Timothée Musset grew up surrounded by nature, spending most of his childhood outdoors. After finishing school, he joined the Compagnons du Devoir and travelled across France on an eight year carpentry apprenticeship, working with historical buildings and learning the ins and outs of traditional woodcraft. After a few years in a design office, he eventually found his way back to the hands on side of things, working directly with the material he loves most.

Originally trained as a carpenter, Timothée became a furniture designer out of pure passion. That passion eventually led him to start Atelier Musset, where he could share his craft and vision. He has always been drawn to timber, especially old reclaimed wood that is full of character and history. Rather than hiding its imperfections, he highlights them, knots, cracks, and marks all become part of the story. For him, these aged woods are not just materials, they are living things that have stood the test of time and still have something to say.

His pieces are handmade with care and intention. The shapes are simple and contemporary, but the textures, the natural rings, sapwood, and grain, bring in a softness that feels almost like lace carved by nature itself. Whether working solo or collaborating, Timothée’s mission is to breathe new life into what might otherwise be considered outdated. He reminds us that time does not ruin materials, it transforms them, adding depth and meaning in the process.

Through a balance of minimal forms and raw finishes, his work sits somewhere between sculpture and everyday furniture. Each piece feels alive, rooted in history but made for now.

Timothée Musset, "Melomane" Speakers
Timothée Musset, "Nef" Lamp
Timothée Musset, "Tree" lamp

William Guillon

William Guillon is a French designer and art director based in Bordeaux whose work sits at the intersection of elegance and decay, permanence and fragility. His collectible pieces feel like artefacts from another world, timeless yet undeniably modern.

Drawing from a neo romantic and slightly tragic aesthetic, William’s work leans into the beauty of imperfection. There is a haunting quality to it, a sense of emotional weight and unfinished grace. Each piece is more than just functional, it is a sculptural fragment of a larger narrative, full of tension and contrast, marked by time, but entirely its own.
---------------
→ Exercise 1: For each statement below, say yes or no according to the designer profiles, and quote the words of the text that decide it. (a) Timothée Musset's carpentry apprenticeship with the Compagnons du Devoir lasted eight years. (b) Timothée Musset hides the imperfections of reclaimed wood. (c) William Guillon is based in Paris.
→ Exercise 2: Please retype the designer profiles from "Through a balance" up to and including "made for now.".
---------------
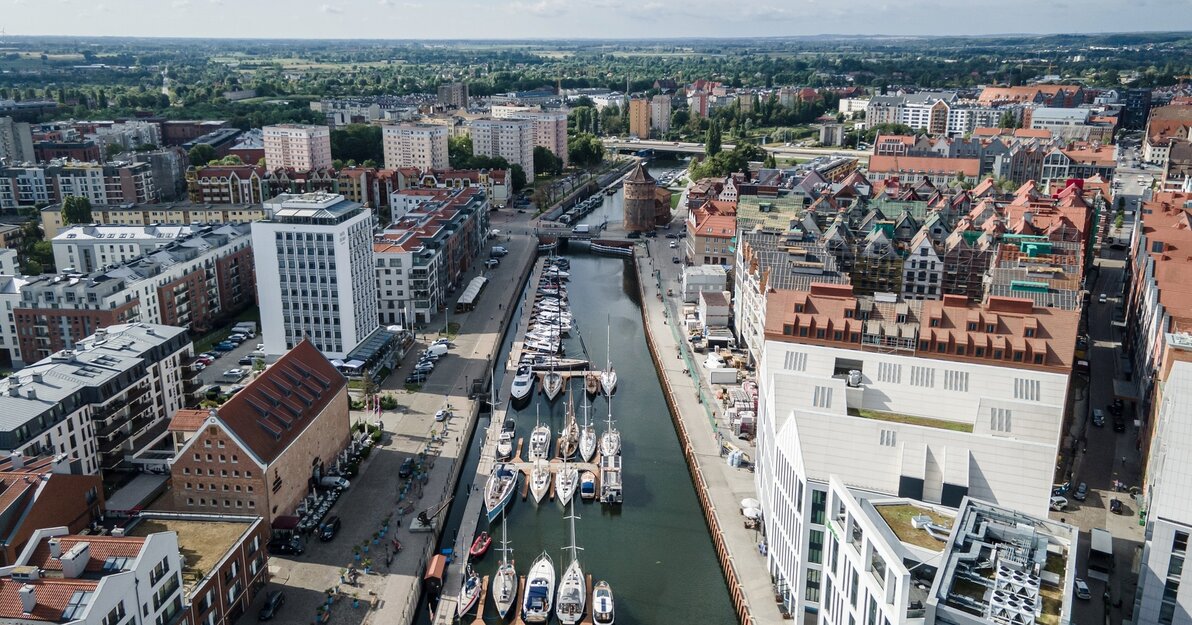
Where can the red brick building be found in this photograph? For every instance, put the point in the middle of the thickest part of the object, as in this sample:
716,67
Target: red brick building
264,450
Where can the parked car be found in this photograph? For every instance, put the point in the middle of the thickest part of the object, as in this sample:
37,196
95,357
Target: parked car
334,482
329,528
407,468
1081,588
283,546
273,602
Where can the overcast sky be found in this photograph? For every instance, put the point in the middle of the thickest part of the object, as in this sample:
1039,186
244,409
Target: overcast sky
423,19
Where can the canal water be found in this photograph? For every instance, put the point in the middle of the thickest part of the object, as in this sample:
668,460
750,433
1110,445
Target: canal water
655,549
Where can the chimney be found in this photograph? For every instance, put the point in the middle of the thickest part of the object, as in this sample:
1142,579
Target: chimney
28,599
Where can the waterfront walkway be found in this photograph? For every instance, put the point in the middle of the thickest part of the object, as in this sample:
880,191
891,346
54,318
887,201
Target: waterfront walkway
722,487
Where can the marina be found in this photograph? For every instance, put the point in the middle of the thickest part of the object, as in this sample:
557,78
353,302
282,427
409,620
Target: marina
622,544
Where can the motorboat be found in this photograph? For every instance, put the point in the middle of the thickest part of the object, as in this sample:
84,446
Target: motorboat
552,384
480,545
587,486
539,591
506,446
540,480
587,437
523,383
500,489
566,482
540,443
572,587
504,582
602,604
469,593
---------------
→ Final answer 1:
(a) Yes: "travelled across France on an eight year carpentry apprenticeship"
(b) No: "Rather than hiding its imperfections, he highlights them"
(c) No: "based in Bordeaux"

→ Final answer 2:
Through a balance of minimal forms and raw finishes, his work sits somewhere between sculpture and everyday furniture. Each piece feels alive, rooted in history but made for now.